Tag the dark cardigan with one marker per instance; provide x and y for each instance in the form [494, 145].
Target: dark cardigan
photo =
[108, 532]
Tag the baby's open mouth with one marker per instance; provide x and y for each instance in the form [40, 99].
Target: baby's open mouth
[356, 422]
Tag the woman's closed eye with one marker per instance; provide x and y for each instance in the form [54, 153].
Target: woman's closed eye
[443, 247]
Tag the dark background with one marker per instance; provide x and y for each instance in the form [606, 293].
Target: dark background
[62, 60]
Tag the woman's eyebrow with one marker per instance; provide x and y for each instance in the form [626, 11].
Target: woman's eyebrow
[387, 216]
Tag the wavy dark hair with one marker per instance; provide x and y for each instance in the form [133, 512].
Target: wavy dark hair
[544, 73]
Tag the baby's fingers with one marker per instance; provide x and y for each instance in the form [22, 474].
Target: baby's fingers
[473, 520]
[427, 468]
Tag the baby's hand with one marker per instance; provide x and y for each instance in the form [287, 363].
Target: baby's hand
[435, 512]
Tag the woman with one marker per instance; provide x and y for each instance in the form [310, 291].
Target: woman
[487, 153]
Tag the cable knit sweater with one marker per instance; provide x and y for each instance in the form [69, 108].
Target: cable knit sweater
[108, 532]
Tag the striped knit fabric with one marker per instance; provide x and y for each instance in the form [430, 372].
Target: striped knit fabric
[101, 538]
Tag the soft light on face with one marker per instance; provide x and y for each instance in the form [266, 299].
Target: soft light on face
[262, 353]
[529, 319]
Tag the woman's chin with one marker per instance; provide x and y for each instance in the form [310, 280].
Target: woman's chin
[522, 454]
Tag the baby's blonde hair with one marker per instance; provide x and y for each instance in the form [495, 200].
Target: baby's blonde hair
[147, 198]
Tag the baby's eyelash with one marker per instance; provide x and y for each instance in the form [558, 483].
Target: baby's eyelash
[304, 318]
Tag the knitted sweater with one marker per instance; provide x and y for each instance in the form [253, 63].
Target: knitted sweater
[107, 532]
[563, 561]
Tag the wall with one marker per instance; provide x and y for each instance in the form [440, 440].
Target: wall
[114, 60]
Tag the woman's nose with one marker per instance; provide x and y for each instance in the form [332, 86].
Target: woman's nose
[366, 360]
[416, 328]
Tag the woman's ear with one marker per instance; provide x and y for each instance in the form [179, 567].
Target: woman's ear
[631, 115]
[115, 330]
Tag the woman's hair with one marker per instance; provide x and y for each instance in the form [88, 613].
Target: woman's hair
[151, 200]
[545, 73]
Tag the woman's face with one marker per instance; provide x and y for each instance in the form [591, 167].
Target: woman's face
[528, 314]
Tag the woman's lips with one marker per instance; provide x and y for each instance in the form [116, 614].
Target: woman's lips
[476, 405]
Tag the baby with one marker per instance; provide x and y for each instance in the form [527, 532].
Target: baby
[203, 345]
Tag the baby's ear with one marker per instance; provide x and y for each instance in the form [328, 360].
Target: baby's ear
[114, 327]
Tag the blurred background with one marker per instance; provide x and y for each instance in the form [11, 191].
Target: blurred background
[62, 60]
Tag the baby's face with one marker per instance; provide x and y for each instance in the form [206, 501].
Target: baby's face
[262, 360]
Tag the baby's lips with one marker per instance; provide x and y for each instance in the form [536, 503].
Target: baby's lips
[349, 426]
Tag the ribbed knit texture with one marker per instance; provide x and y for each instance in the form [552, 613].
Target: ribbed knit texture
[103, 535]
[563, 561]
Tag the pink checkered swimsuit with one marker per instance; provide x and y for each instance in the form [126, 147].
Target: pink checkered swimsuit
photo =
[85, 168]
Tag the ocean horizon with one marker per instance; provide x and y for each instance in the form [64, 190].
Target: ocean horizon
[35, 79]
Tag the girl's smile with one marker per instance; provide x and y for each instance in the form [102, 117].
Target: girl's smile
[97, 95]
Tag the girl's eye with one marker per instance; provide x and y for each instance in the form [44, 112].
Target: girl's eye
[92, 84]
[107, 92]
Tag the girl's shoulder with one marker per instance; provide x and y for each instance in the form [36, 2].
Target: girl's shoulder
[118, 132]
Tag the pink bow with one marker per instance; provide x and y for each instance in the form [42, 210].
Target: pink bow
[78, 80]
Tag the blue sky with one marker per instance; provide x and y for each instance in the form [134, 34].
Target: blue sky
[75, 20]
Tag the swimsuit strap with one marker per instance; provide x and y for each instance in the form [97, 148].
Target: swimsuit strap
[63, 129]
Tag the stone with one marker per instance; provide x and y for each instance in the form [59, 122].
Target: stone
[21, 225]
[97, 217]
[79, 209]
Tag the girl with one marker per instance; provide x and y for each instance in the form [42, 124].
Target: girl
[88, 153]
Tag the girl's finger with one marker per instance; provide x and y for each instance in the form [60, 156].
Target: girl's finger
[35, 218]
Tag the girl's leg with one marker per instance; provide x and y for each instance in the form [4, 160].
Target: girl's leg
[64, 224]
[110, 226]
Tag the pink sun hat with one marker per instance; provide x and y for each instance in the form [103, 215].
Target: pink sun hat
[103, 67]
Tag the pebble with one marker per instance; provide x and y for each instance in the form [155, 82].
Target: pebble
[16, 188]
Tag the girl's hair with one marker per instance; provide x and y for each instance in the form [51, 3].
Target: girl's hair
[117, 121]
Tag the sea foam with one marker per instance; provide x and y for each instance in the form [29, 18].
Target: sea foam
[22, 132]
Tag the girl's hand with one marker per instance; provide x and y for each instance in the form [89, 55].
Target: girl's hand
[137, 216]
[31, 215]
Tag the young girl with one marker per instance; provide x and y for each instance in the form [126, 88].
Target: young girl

┄┄┄┄┄┄┄┄┄┄┄┄┄┄┄┄┄┄┄┄

[WHAT YOU SHOULD DO] Can you convert the stretch from the line containing "Tag the girl's hair" through the end of the entries into a numbered list, leaving out any blank lines?

[WORKED SOLUTION]
1. Tag the girl's hair with one marker per instance; provide x and y for each instance in the form [51, 3].
2. Target: girl's hair
3. [117, 121]
4. Tag the sea foam with one marker per instance; provide x and y for each instance in the form [29, 18].
5. Target: sea foam
6. [22, 132]
7. Tag the girl's hand with one marker per instance; provide x and y for each instance in the form [89, 55].
8. Target: girl's hand
9. [137, 216]
10. [31, 215]
11. Tag the young girl with one marker per instance; provide x and y for each instance in the form [126, 88].
12. Target: young girl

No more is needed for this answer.